QUESTIONS TO ANSWER
1. Say whether each statement agrees with the local LLM stack thread, answering yes or no and quoting the deciding words: (a) The writer uses ChatGPT Plus for writing code. (b) The senior engineer has found LLM inference very useful for writing code. (c) Files the model couldn't figure out alone got a second pass.
2. Write the next part of the local LLM stack thread, starting after its final sentence.

SELECTED EXTRACT
Ask HN: What's Your Useful Local LLM Stack?

- Claude Max ($100/mo): My go-to for pair programming. Heavy user of both the Claude web and desktop clients. - Windsurf Pro ($15/mo): Love the multi-line autocomplete and how it uses clipboard/context awareness. - ChatGPT Plus ($20/mo): My rubber duck, editor, and ideation partner. I use it for everything except code.

Senior software engineer with 46 years of experience (since I was 7). LLM inference hasn't been too useful for me for writing code, but it has proven very useful for explaining my coworkers' code to me.

Recently I had Gemma3-27B-it explain every Python script and library in a repo with the command:

$ find -name '*.py' -print -exec /home/ttk/bin/g3 "Explain this code in detail:\n\n`cat {}`" \; | tee explain.txt

There were a few files it couldn't figure out without other files, so I ran a second pass with those, giving it the source files it needed to understand source files that used them. Overall, pretty easy, and highly clarifying.

DATASET RECORDS
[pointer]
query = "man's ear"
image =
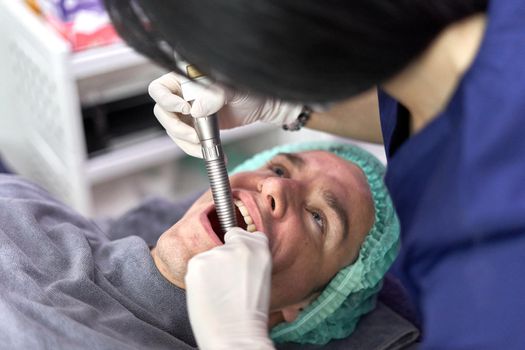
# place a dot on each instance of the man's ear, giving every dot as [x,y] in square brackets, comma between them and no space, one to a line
[291,312]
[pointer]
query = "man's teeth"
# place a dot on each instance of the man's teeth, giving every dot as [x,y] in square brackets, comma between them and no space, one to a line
[247,218]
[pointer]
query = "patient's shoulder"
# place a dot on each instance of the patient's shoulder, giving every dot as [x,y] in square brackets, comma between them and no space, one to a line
[17,187]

RESULTS FOR EACH TASK
1.
(a) No: "I use it for everything except code."
(b) No: "LLM inference hasn't been too useful for me for writing code"
(c) Yes: "so I ran a second pass with those"

2.
My shell script for wrapping llama.cpp's llama-cli and Gemma3: http://ciar.org/h/g3

That script references this grammar file which forces llama.cpp to infer only ASCII: http://ciar.org/h/ascii.gbnf

Cost: electricity

I've been meaning to check out Aider and GLM-4, but even if it's all it's cracked up to be, I expect to use it sparingly. Skills which aren't exercised are lost, and I'd like to keep my programming skills sharp.